(Recorded data)

BEGIN

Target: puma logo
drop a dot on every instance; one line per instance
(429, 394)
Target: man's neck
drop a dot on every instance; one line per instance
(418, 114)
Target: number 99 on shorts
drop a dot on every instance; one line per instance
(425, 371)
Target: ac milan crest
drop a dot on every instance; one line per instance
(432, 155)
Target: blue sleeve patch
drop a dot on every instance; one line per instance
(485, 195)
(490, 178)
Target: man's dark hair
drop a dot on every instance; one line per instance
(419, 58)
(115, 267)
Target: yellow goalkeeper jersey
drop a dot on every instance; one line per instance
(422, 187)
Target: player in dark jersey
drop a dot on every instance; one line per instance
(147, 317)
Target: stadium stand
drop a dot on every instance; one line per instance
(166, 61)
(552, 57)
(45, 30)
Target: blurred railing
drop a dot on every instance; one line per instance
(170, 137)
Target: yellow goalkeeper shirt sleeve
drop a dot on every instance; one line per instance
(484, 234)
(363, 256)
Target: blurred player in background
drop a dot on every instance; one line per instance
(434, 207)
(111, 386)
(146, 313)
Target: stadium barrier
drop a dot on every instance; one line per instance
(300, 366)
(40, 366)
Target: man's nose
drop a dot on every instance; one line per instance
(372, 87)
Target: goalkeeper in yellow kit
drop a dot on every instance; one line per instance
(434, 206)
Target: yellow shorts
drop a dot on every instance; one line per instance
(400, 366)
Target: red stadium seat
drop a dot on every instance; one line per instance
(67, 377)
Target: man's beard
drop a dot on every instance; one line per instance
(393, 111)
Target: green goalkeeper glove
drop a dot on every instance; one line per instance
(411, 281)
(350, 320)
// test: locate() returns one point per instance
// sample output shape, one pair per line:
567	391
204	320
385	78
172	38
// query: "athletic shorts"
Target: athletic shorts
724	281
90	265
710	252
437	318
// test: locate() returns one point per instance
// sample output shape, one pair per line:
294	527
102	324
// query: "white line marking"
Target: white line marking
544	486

END

### Directions for this task:
All of the entries should be repeated word for word.

### Task response:
Target: puma logo
drop a dot on every instance; one line per instance
(429, 394)
Target: man's neck
drop a dot on every instance; one line per instance
(418, 114)
Target: number 99 on shorts
drop a dot on every instance; one line per instance
(425, 371)
Target: ac milan crest
drop a dot on every instance; one line per instance
(432, 155)
Target: blue sleeve patch
drop a dot on every instance; one line per instance
(485, 195)
(490, 178)
Target: man's dark hair
drop a dot on every instance; one line per instance
(419, 58)
(115, 267)
Target: yellow goalkeeper jersey
drop a dot on every instance; one line per instance
(422, 187)
Target: player in dark jersey
drop a dot on every instance; one line per instance
(147, 317)
Target: stadium stand
drop a dot on every instance; one line per instance
(166, 61)
(552, 57)
(45, 30)
Target: blurred railing
drop a dot on every instance; one line per instance
(170, 137)
Target: yellow goalkeeper shirt sleeve
drop a dot on every instance; one line per instance
(484, 234)
(363, 256)
Target: blurred player in background
drop a dot on every instance; one line per instance
(434, 207)
(111, 386)
(146, 313)
Target: stadium barrier
drop a dot on every instance; one line per instance
(300, 366)
(40, 366)
Target: man's nose
drop a dot on every instance; one line per instance
(372, 87)
Target: goalkeeper in yellow kit
drop a dot on every instance; one line per instance
(434, 206)
Target: yellow shorts
drop a dot on every instance; one line per instance
(400, 366)
Target: red stadium seat
drop a dot on every instance; one line per instance
(67, 377)
Target: man's beard
drop a dot on every instance; one line per instance
(393, 111)
Target: green goalkeeper glove
drop a dot on every instance; one line per instance
(411, 281)
(350, 320)
// test: locate() returns one point per instance
// sample output shape, one pair per line:
567	391
204	320
385	78
172	38
// query: "athletic shorts"
Target: athletic shorts
724	281
90	265
710	252
437	318
// test: locate() returns one point per instance
// sample output shape, one pair per line:
294	527
102	324
// query: "white line marking"
Target: white line marking
544	486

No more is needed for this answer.